══ Data

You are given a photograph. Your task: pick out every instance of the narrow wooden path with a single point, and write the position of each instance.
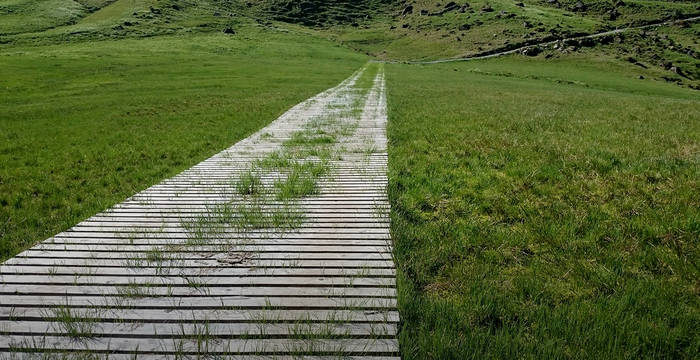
(190, 267)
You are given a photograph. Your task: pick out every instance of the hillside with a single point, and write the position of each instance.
(390, 30)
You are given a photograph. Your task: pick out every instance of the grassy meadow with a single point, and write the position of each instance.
(544, 210)
(86, 125)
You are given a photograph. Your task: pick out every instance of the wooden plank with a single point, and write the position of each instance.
(208, 263)
(199, 281)
(212, 303)
(334, 274)
(215, 330)
(157, 291)
(221, 315)
(219, 271)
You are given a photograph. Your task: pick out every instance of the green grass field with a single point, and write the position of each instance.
(544, 210)
(542, 207)
(86, 125)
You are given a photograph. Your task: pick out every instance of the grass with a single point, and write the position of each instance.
(87, 124)
(544, 210)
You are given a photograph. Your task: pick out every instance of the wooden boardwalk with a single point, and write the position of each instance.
(156, 277)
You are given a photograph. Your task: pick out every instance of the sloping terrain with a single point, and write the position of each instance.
(543, 203)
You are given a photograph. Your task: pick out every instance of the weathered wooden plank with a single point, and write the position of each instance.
(197, 281)
(154, 291)
(207, 263)
(214, 346)
(221, 315)
(214, 330)
(183, 303)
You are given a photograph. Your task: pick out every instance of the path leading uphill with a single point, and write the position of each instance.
(276, 246)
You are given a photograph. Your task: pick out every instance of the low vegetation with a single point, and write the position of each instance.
(86, 125)
(544, 210)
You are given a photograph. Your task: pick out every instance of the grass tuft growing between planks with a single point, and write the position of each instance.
(544, 210)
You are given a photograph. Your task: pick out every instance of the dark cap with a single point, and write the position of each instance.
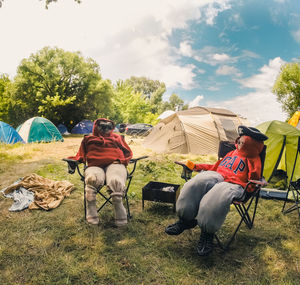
(252, 132)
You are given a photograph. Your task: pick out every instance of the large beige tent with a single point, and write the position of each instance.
(197, 130)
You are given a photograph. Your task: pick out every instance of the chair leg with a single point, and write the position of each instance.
(245, 217)
(295, 206)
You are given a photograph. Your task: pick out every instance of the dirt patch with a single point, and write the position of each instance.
(38, 155)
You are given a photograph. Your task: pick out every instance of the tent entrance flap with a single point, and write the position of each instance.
(279, 159)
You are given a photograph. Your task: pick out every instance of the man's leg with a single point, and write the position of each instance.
(213, 210)
(116, 175)
(187, 205)
(94, 178)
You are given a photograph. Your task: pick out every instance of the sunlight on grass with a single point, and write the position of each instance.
(274, 262)
(59, 247)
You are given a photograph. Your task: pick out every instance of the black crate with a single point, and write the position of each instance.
(153, 192)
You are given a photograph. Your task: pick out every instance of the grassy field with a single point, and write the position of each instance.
(58, 247)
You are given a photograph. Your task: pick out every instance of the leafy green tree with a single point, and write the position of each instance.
(152, 90)
(129, 106)
(61, 86)
(175, 103)
(5, 102)
(287, 87)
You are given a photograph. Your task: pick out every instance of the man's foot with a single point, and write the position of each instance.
(92, 220)
(205, 245)
(121, 223)
(180, 226)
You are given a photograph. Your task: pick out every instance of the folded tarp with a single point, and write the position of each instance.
(48, 194)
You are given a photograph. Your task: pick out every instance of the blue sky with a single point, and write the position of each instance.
(218, 53)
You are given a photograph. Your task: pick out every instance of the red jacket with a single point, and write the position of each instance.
(239, 166)
(98, 150)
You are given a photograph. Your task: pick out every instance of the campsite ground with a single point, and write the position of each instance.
(58, 247)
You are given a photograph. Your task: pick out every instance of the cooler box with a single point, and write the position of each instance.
(161, 192)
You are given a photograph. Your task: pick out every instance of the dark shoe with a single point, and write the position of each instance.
(205, 245)
(180, 226)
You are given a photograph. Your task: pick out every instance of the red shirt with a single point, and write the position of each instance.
(102, 150)
(239, 166)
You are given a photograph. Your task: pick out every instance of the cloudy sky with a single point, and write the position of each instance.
(215, 53)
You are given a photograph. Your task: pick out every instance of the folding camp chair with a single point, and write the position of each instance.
(74, 166)
(294, 189)
(247, 205)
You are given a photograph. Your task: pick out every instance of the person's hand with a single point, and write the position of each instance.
(189, 164)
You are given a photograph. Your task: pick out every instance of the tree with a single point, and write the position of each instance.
(5, 102)
(175, 103)
(287, 87)
(152, 90)
(129, 106)
(61, 86)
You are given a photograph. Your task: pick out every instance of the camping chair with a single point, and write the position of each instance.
(74, 166)
(247, 205)
(294, 188)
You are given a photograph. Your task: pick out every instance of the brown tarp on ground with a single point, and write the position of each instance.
(197, 130)
(48, 194)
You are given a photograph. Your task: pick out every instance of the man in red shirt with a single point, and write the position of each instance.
(205, 199)
(106, 155)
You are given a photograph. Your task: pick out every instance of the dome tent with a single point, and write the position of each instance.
(197, 130)
(63, 129)
(283, 149)
(83, 127)
(38, 129)
(295, 120)
(8, 134)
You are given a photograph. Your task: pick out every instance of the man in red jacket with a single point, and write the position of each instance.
(205, 199)
(107, 155)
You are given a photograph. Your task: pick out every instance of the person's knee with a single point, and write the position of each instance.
(92, 180)
(116, 185)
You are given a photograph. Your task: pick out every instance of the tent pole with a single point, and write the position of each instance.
(279, 158)
(287, 193)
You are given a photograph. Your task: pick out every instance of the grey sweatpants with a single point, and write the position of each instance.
(114, 176)
(207, 198)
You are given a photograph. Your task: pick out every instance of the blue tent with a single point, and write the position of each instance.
(8, 134)
(62, 129)
(83, 127)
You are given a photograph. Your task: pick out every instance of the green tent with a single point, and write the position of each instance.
(283, 148)
(38, 129)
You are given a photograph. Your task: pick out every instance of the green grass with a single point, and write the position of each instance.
(58, 247)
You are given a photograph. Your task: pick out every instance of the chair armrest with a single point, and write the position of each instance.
(260, 183)
(247, 194)
(72, 165)
(133, 160)
(186, 173)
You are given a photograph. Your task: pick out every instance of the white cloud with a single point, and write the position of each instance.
(260, 105)
(296, 36)
(125, 37)
(213, 88)
(228, 70)
(196, 101)
(221, 57)
(266, 78)
(257, 107)
(185, 49)
(213, 10)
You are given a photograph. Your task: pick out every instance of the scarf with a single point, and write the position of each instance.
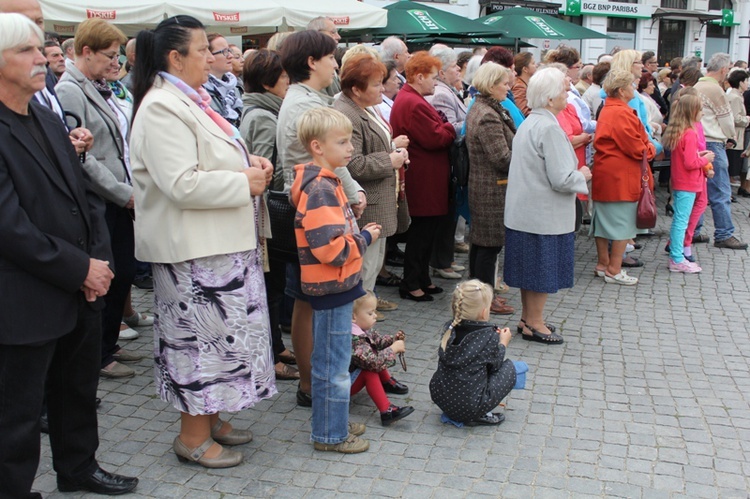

════

Transcribe the lines above exactly, setting aside any picture among them.

▸ **Output of the task**:
You are given a photograph. Your task: pick out every instance of the narrow wooden path with a single point, and write the position of each instance.
(190, 267)
You are given a photograph. Your task: pick out every instance of the hillside with a single point, and write the position of each instance.
(390, 30)
You are given a photograph. Your task: pick out every instance of the grassy meadow with a single point, and write the position of each instance.
(544, 210)
(86, 125)
You are given a photograph. Your task: pick out every instance of the wooden plank with a single point, and write the position of each instance.
(208, 263)
(199, 281)
(212, 303)
(334, 274)
(215, 330)
(157, 291)
(221, 315)
(219, 271)
You are given a photograph. Your task: pick out every instance of the green grass field with a single point, and write the position of each instance.
(544, 210)
(542, 207)
(86, 125)
You are given a photograph. Your task: pick out every instance of the grass with a single point, and write the position of each instance.
(87, 124)
(544, 210)
You are given a photograph. Your task: pick out every instance of the wooden boardwalk with a single point, and write the position of each instance.
(156, 277)
You are given a photograph. Your task: pick out every instance of the sloping terrain with a single point, and write the position of each instance.
(543, 203)
You are given a photograph. Your task: pick out every instance of the weathered wooden plank with a single point, and write the position of each instance.
(197, 281)
(154, 291)
(207, 263)
(214, 346)
(221, 315)
(214, 330)
(183, 303)
You are given a photograph. Your task: pick out every instance of the path leading uphill with a single point, and write the position of each instance.
(276, 246)
You are given a photograph. Your task: pick out every instance of the low vegetation with a single point, and write the position of each instance.
(86, 125)
(544, 210)
You are given a photograph. Your task: pick out every instance of the grass tuft growing between planks with a single point, and write the position of each instance.
(544, 210)
You are given a photograph. Your task: pick out every instance of the dark cap with a single point, and write the position of each instance.
(252, 132)
You are given a photograph. Your task: pick out every instance of the large beige tent with a single point, and write the position of each instance.
(197, 130)
You are given a photograph. Your task: pick out every instance of the chair leg with a single point, and write the position of each instance.
(245, 217)
(295, 206)
You are given a photograph. Your task: pick out every instance of the dirt patch with a single point, and write the position of each instance.
(38, 155)
You are given a photograph. Your task: pick out every instance of the tent entrance flap with a single point, and write the position of each instance.
(279, 159)
You are given a photograph. Your task: pick out every instance of the man's leg with a single point, and write the position of each instance.
(213, 210)
(116, 175)
(187, 205)
(94, 178)
You are given a photograph. Your task: pick out every instance of the sunlight on grass with a single point, and write the position of each instance.
(274, 262)
(59, 247)
You are given a photograph. Your task: pick out every instance of the black crate with a single point, and write the position of each instance.
(153, 192)
You are given a photograph. Your task: pick out every instance of the grassy field with a single point, and write the position of each instance.
(58, 247)
You are given a photograph. Your task: pick out every instance of the leafy green tree with a single point, and write the position of each instance.
(152, 90)
(129, 106)
(61, 86)
(175, 103)
(5, 102)
(287, 87)
You are given a photograph. Your task: pick out every instance of the man's foot with a single point, and write the position of each instance.
(92, 220)
(205, 245)
(121, 223)
(180, 226)
You are given a photograph. Your task: pick out every instance of the folded tarp with a single point, and write the position of each instance.
(48, 194)
You are given a photograph. Your task: pick out every instance of the blue sky with a single point, and write the position of each instance.
(218, 53)
You are given a photograph. Your task: pick out every instance of the red jacket with a single point, and write the position of each instance.
(239, 166)
(98, 150)
You are given a photograph. Your task: pick out every instance of the campsite ground with a single point, and write the position of each instance.
(58, 247)
You are given a photograph. Your task: pick out every instance of the cooler box with a single point, and write the position of each instance.
(161, 192)
You are given a photograph. Your task: pick out every instance of the dark shoe with a single point, and write the position of each instance.
(205, 245)
(180, 226)
You are given a photograph. Your task: pick out every instance of the red shirt with a single point, and write the position of each instance.
(102, 150)
(239, 166)
You are given a photograph. Your task: pick out every instance of the cloudy sky with a single point, and write the position of each instance.
(215, 53)
You are given a photograph. Your task: pick out every instance of the folding camp chair with a single point, and write the position of each instance.
(74, 166)
(294, 189)
(247, 205)
You are given a photograph. Your task: pick out every instance of the person's hand with a single point, and write the position of each instance.
(189, 164)
You are given a photograph. Your task: pick out every instance of the tree with a single point, and write the position of each instance.
(5, 102)
(175, 103)
(287, 87)
(152, 90)
(129, 106)
(61, 86)
You are given a photograph. Your task: pick out every instance of the camping chair with a single point, and write the position of each instance.
(74, 166)
(247, 205)
(294, 188)
You are given a photograph. Your task: pick out every instance of the brown tarp on ground with a single point, and write the position of each instance.
(197, 130)
(48, 194)
You are given a photograph. Your task: pick out every instance of the man in red shirt with a single point, and write the position of each instance.
(205, 199)
(106, 155)
You are given a photograph. Your task: pick out every instance of the dome tent with a single point, and write the position of each instance.
(197, 130)
(63, 129)
(283, 149)
(83, 127)
(38, 129)
(295, 120)
(8, 134)
You are given a photograph. Your task: pick out every instance of the man in red jacket with a single point, and write the position of each instance.
(205, 199)
(107, 155)
You are given a photograph. Your task: pick out every instance of the person's knee with a single point, and write the position of each instance.
(92, 180)
(116, 185)
You are given a photograph. Your task: pick out every instance of the tent pole with a single point, and write the position of each instance.
(279, 158)
(287, 193)
You are given a photograph. Your task: pick out every instance of the grey sweatpants with a single point, and write the position of each instance.
(114, 176)
(207, 198)
You are given a photograph. Your task: pick out every instance of the blue tent with a single point, and write the position of each instance.
(8, 134)
(62, 129)
(83, 127)
You are given a photograph. Your task: pick out every instance of the green tent with a single point, and write the position of each instance.
(283, 148)
(38, 129)
You are given a photograph. Your task: pick out every instance of the green grass with a single point, and write the position of each instance.
(58, 247)
You are given a photograph. Your task: pick out every instance of the chair armrest with a single point, and write the position of each instance.
(260, 183)
(247, 194)
(72, 165)
(133, 160)
(186, 173)
You are given a photograph. Your task: pick out every instance of the white cloud with a single point, and write the position of each instance.
(260, 105)
(296, 36)
(125, 37)
(213, 88)
(228, 70)
(196, 101)
(221, 57)
(266, 78)
(257, 107)
(185, 49)
(213, 10)
You are given a photograph. Your task: pick out every instance of the scarf with a single point, and write the position of each instance.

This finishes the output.